» **Direction 1**
Reproduce word for word every row that follows the forum thread.

» **Text to read**
◇ ◇ ◇ ◇ ◇ ◇ ◇

# Python vs. Aqueon Water Changer



## bosmahe1 (May 14, 2005)

Hello, 

Can anybody tell me if the Python No Spill and Fill system is better than the Aqueon Water changer? If it is better, what makes it better? They are both about the same price.

Thanks in advance,

Henry


----------



## TAB (Feb 7, 2009)

IMO, they both suck. You are much better off with a brute trash can with wheels and a small pump. then either of those systems. That way you can have your wc water ready to go, heated, aired and aged.


----------



## bosmahe1 (May 14, 2005)

Thanks for the reply.


----------



## freshyleif (Jan 9, 2008)

Ok I have to chime in here because I am very surprised that with all the DIY lovers around no one else has done this.:-k If you go to your local hardware store and get a cheap light weight garden hose and a thread adapter for one of your faucets in the house (I use the kitchen). It shouldn't cost more than $10 to $15. I personally made my old siphon connect to the end by getting a hose fitting that clamps on the clear tubing and is threaded on the other side. I think it is sold as a hose repair part but I don't know the real name. I got a 50ft hose so I can go outside onto my lawn when draining my 80g and 50g. So I hope someone else finds this useful since I like others liked the idea of the python not the price so much.
Just to be real clear here are the parts:

1) faucet to hose thread adapter
2) cheap garden hose (length of choice)
3) shut off valve
4) hose end repair part ( sorry I don't have the actual name)


----------



## bosmahe1 (May 14, 2005)

freshyleif said:


> Ok I have to chime in here because I am very surprised that with all the DIY lovers around no one else has done this.:-k If you go to your local hardware store and get a cheap light weight garden hose and a thread adapter for one of your faucets in the house (I use the kitchen). It shouldn't cost more than $10 to $15. I personally made my old siphon connect to the end by getting a hose fitting that clamps on the clear tubing and is threaded on the other side. I think it is sold as a hose repair part but I don't know the real name. I got a 50ft hose so I can go outside onto my lawn when draining my 80g and 50g. So I hope someone else finds this useful since I like others liked the idea of the python not the price so much.
> Just to be real clear here are the parts:
> 
> 1) faucet to hose thread adapter
> ...


Thanks, I started thinking about diying something so it would be more robust and of course, cheaper. Is it really safe to fill an aquarium with a garden hose? I would prefer to buy clear tubing at home depot to make something but, not sure what adapters are available for that.


----------



## bigstick120 (Mar 8, 2005)

And there is a Lee's brand. I have that and it works well.


----------



## freshyleif (Jan 9, 2008)

It has been working for over a year. Of course you can always get clear tubing if you are so inclined. I have to say that IMHO the clear tubing is not any cleaner than the hose when you buy them from the store. Good figuring and hope you end up happy with the final choice.:clap2: Ask some one to help find them I know exactly where they are at my Home Depot and OSH. They should be there.


----------



## Zapins (Jul 28, 2004)

freshyleif said:


> Ok I have to chime in here because I am very surprised that with all the DIY lovers around no one else has done this.:-k If you go to your local hardware store and get a cheap light weight garden hose and a thread adapter for one of your faucets in the house (I use the kitchen). It shouldn't cost more than $10 to $15. I personally made my old siphon connect to the end by getting a hose fitting that clamps on the clear tubing and is threaded on the other side. I think it is sold as a hose repair part but I don't know the real name. I got a 50ft hose so I can go outside onto my lawn when draining my 80g and 50g. So I hope someone else finds this useful since I like others liked the idea of the python not the price so much.

◇ ◇ ◇ ◇ ◇ ◇ ◇

» **Data listing**
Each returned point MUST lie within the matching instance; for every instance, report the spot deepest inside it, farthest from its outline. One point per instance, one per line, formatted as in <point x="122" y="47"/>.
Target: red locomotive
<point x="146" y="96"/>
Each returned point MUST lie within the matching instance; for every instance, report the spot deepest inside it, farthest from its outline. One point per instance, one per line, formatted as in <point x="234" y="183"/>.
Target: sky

◇ ◇ ◇ ◇ ◇ ◇ ◇

» **Direction 2**
Write the next part of the aquarium water changer thread, picking up after its last line.

» **Response 1**
Each returned point MUST lie within the matching instance; for every instance, report the spot deepest inside it, farthest from its outline. One point per instance, one per line, formatted as in <point x="122" y="47"/>.
Target: red locomotive
<point x="146" y="96"/>
Each returned point MUST lie within the matching instance; for every instance, report the spot deepest inside it, farthest from its outline. One point per instance, one per line, formatted as in <point x="234" y="183"/>.
Target: sky

» **Response 2**
> Just to be real clear here are the parts:
> 
> 1) faucet to hose thread adapter
> ...


I did exactly this for several years before I switched to a DIY automatic water change system.


----------



## bosmahe1 (May 14, 2005)

Zapins said:


> I did exactly this for several years before I switched to a DIY automatic water change system.


Zapins,

Did you use garden hose too? I remember reading something that said garden hoses had something in the plastic that keeps it plyable that isn't safe for animals. Not sure if it's a wives tale or not, I used to fill up my dog's water bowl with a hose when I was a kid. I can't imagine pond owners do anything other than fill up the pond with a garden hose.


----------



## bosmahe1 (May 14, 2005)

freshyleif said:


> Ok I have to chime in here because I am very surprised that with all the DIY lovers around no one else has done this.:-k If you go to your local hardware store and get a cheap light weight garden hose and a thread adapter for one of your faucets in the house (I use the kitchen). It shouldn't cost more than $10 to $15. I personally made my old siphon connect to the end by getting a hose fitting that clamps on the clear tubing and is threaded on the other side. I think it is sold as a hose repair part but I don't know the real name. I got a 50ft hose so I can go outside onto my lawn when draining my 80g and 50g. So I hope someone else finds this useful since I like others liked the idea of the python not the price so much.
> Just to be real clear here are the parts:
> 
> 1) faucet to hose thread adapter
> ...


Freshyleif,

What kind of shut off valve do you suggest? Do you mean a regular hose nozzle?


----------



## gonathan85 (Sep 12, 2009)

I don't mind to thread jack...but if you're using a python or similar garden hose setup for water changes...where does the dechlorinator come in? Are you guys adding it directly to the tank as you do a fill?

I have been doing the bucket fill method, but it's just too much of a mess.


----------



## The old man (Apr 12, 2008)

Add dechlorinator as you fill. I do some when I start the fill and the rest half way thru. Use the full tank amount each time. No problems.


----------



## gonathan85 (Sep 12, 2009)

The old man said:


> Add dechlorinator as you fill. I do some when I start the fill and the rest half way thru. Use the full tank amount each time. No problems.


alright thanks!


----------



## Zapins (Jul 28, 2004)

Yep, I used to do the same thing, add dechlorinator as the water entered the tank. The fish won't die until about an hour or two has passed if no dechlorinator is added (don't ask me how I know that).


----------



## gonathan85 (Sep 12, 2009)

Zapins said:


> Yep, I used to do the same thing, add dechlorinator as the water entered the tank. The fish won't die until about an hour or two has passed if no dechlorinator is added (don't ask me how I know that).


Erg I sure won't. Thanks Zap.


----------



## freshyleif (Jan 9, 2008)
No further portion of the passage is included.